— EXERCISE AIM —
Lines before the one containing "Could you put a marker on the blue surgical" are left out; copy that line and every later line through the end of the data exactly.

-- start --

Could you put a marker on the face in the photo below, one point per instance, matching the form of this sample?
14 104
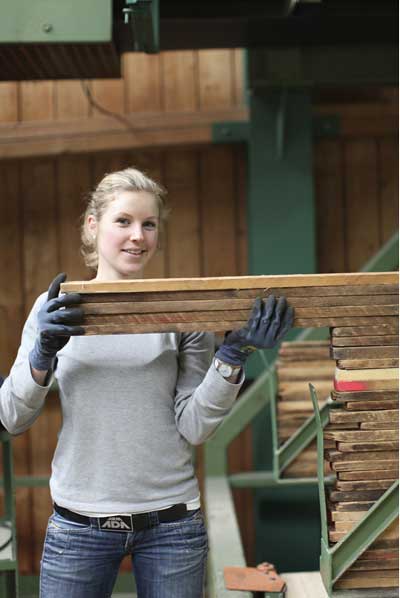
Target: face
126 235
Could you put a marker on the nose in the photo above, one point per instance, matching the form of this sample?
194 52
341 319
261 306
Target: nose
136 232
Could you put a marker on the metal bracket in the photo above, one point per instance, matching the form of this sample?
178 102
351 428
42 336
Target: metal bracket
336 560
143 18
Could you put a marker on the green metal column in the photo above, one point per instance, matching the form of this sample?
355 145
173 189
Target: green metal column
281 199
281 223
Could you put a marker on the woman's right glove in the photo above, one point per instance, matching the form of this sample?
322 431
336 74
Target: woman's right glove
269 321
57 322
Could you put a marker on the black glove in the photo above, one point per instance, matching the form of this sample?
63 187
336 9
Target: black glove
270 320
57 323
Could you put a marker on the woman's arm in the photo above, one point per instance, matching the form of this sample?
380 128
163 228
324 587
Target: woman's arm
22 396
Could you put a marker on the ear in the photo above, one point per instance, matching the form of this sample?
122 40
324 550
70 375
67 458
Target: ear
92 225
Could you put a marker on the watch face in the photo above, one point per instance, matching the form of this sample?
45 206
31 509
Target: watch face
225 369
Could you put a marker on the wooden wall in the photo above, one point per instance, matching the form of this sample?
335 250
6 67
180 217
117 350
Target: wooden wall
42 200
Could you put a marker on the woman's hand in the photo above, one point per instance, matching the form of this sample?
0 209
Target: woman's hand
269 321
57 322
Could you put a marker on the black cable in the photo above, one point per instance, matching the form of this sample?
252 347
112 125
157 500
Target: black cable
86 90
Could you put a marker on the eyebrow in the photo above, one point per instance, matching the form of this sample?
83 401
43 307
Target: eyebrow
130 216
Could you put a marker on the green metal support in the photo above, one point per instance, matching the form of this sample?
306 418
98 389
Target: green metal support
144 20
337 559
8 556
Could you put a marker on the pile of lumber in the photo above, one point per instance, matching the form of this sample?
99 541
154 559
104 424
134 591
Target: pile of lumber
298 364
365 460
219 304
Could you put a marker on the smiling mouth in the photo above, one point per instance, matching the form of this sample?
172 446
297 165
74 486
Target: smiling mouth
135 252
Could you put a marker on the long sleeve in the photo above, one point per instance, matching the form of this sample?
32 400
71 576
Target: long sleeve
203 397
21 398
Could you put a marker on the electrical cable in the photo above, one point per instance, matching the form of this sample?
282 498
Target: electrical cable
127 124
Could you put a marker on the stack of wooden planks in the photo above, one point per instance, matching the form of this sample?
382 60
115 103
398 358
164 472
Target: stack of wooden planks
365 430
219 304
298 363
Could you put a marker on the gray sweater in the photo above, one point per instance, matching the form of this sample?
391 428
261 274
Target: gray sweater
131 407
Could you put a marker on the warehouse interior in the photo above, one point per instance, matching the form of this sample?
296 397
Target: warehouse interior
274 127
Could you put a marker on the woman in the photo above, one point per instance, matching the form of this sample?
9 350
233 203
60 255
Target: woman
122 480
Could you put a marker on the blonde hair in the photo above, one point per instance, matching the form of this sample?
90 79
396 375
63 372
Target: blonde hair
129 179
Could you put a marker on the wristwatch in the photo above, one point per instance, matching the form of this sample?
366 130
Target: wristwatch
226 369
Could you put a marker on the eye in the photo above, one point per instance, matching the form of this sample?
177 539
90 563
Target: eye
149 225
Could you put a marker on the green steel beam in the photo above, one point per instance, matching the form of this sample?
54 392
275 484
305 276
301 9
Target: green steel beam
267 479
367 530
143 17
337 559
244 411
329 65
298 441
223 536
323 125
41 21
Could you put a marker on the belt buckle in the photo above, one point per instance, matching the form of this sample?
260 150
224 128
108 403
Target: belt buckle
116 523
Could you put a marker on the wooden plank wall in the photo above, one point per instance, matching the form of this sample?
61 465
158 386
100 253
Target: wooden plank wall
42 200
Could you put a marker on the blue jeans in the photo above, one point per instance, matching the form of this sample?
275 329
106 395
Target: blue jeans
168 560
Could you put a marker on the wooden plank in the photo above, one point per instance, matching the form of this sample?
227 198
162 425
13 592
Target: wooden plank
389 445
362 213
36 101
105 133
8 101
340 310
353 506
358 364
366 375
347 516
73 181
366 405
179 80
240 187
304 585
337 456
142 75
184 237
360 436
365 330
69 100
109 94
215 79
353 466
359 495
337 416
355 485
328 166
378 426
368 395
305 281
217 216
382 352
354 341
361 581
369 474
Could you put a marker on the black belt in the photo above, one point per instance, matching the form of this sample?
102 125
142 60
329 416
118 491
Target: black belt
126 523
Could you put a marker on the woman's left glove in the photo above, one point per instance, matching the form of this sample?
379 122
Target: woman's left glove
57 322
270 320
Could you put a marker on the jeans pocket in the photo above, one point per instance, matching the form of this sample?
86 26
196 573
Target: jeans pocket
193 532
59 523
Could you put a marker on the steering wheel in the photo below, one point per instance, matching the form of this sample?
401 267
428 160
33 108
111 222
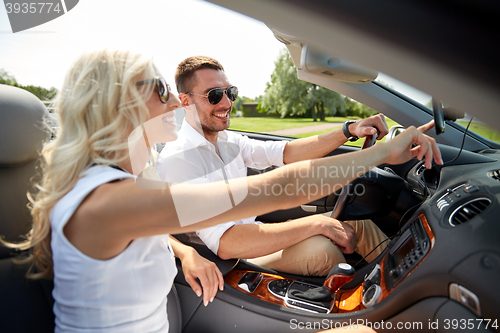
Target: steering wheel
348 189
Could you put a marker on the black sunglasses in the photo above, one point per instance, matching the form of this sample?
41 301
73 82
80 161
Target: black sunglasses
215 95
162 86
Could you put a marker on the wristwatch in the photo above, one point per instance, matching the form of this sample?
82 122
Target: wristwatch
348 134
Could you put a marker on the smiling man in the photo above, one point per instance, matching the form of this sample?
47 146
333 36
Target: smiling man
206 152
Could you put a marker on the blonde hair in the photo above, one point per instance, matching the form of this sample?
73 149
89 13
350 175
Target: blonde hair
97 108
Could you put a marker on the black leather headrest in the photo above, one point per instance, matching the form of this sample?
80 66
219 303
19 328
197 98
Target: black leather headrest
21 131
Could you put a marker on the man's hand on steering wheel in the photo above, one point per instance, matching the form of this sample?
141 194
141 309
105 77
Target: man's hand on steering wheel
369 126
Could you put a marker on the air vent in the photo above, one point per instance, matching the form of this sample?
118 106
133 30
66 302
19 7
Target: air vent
468 211
495 174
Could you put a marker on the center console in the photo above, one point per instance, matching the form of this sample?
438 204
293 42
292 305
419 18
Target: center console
405 253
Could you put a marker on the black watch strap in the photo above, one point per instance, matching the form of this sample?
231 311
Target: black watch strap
348 134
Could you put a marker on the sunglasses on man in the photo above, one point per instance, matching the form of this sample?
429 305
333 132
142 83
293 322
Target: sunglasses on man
215 95
162 87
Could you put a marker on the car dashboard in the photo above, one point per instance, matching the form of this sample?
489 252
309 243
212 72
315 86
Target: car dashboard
442 265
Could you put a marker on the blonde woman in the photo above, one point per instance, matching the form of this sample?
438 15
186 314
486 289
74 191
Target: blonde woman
103 237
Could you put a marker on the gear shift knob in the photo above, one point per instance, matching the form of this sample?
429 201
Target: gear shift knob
338 276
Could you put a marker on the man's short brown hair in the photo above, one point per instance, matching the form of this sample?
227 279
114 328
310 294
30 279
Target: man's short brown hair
186 69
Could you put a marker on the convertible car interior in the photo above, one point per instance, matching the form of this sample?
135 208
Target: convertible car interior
442 262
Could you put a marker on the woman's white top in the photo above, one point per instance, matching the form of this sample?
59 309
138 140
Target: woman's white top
127 293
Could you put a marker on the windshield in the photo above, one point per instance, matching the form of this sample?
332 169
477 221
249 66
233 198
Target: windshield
477 126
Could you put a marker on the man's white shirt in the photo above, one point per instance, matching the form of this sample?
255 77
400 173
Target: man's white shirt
193 159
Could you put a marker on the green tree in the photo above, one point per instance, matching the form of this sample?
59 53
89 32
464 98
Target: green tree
40 92
289 96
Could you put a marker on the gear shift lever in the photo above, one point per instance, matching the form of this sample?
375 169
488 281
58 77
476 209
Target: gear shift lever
338 276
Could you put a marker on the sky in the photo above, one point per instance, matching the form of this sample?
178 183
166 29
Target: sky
168 30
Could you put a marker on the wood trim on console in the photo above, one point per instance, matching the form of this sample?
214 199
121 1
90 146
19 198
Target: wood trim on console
345 301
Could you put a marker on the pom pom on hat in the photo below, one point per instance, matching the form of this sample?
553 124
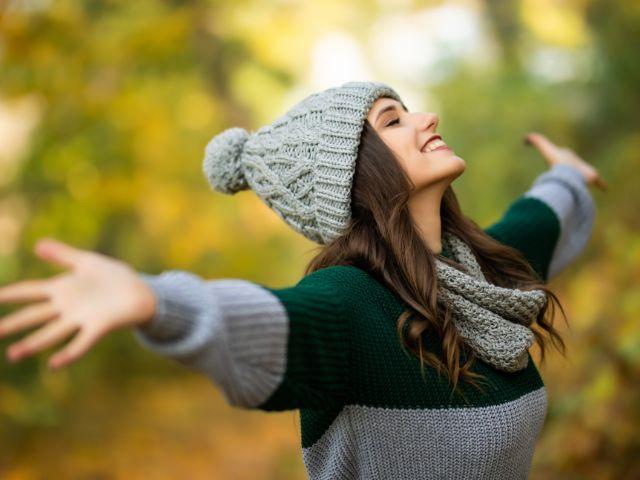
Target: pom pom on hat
223 161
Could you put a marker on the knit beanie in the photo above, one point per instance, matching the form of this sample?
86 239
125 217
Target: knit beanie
302 164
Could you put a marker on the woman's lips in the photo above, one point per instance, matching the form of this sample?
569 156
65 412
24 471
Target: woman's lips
442 147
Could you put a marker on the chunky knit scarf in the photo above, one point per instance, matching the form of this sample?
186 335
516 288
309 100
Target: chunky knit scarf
494 321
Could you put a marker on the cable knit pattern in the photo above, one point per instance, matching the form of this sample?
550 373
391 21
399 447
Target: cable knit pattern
302 164
484 314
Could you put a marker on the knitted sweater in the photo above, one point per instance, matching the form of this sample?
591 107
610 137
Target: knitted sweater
328 347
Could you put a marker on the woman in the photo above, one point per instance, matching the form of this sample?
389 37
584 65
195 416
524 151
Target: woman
405 345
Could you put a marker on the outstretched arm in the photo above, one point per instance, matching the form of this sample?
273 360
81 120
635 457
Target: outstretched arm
550 224
552 221
271 349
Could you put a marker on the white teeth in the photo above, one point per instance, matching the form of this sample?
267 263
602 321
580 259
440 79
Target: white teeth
433 145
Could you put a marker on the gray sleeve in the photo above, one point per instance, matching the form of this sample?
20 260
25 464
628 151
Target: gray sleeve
232 330
564 189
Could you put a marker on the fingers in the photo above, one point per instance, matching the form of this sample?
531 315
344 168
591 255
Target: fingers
76 348
23 291
547 148
50 334
600 183
27 317
57 252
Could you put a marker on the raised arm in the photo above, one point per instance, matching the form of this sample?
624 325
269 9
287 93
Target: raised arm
551 222
265 348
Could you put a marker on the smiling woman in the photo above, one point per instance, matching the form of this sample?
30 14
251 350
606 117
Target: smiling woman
405 288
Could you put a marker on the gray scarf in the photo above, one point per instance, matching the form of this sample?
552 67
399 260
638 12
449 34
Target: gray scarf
494 321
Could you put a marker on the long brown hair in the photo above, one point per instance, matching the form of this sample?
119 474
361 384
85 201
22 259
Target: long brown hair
383 240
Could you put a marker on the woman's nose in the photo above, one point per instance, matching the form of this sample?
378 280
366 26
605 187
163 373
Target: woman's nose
430 120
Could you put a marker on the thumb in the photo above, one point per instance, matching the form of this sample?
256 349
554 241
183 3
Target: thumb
56 252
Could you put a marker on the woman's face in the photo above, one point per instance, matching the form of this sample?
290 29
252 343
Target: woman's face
406 133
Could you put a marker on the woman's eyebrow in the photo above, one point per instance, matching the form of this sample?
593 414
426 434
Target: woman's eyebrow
386 109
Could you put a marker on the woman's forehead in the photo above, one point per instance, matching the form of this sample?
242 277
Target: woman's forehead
383 103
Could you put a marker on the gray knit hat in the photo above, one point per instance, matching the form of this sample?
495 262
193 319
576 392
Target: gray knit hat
302 164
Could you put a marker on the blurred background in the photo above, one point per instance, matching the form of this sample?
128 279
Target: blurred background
105 109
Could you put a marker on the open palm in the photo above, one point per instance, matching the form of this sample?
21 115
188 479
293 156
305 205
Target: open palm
554 154
99 294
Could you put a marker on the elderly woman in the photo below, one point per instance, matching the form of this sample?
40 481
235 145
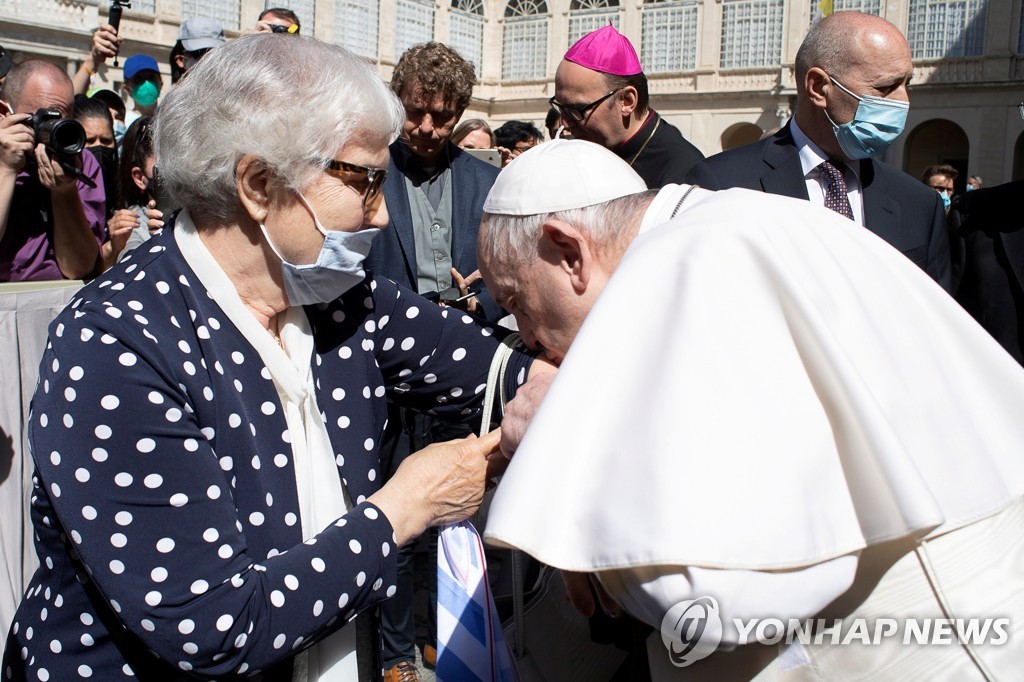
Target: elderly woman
207 495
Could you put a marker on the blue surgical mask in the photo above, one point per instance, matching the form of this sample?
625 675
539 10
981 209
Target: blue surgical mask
876 125
338 267
145 93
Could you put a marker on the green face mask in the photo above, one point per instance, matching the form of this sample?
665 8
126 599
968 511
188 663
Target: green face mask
145 93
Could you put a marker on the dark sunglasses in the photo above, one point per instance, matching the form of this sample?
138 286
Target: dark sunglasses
578 114
370 187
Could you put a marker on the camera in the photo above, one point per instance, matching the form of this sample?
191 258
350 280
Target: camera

-- end --

— TASK RESULT —
Could you put a marker on the blue surgical mask in the photo above, one point per instance, matching the form of this sample?
625 675
539 10
981 209
Target: blue surgical mask
876 125
338 267
145 93
Could you put a marker on the green face mask in the photo above, one point per instance, matching the form of this sample?
665 8
126 599
968 511
188 663
Target: green face mask
145 93
Could you put a marker on the dark sunglasses in the photo above, one point per instance, matching the form of this sample?
138 286
Target: dark sunglasses
578 114
370 187
Could you put a marker on the camera in the photo above, one point per instance, matching the form of this sample?
191 258
350 280
Target: camera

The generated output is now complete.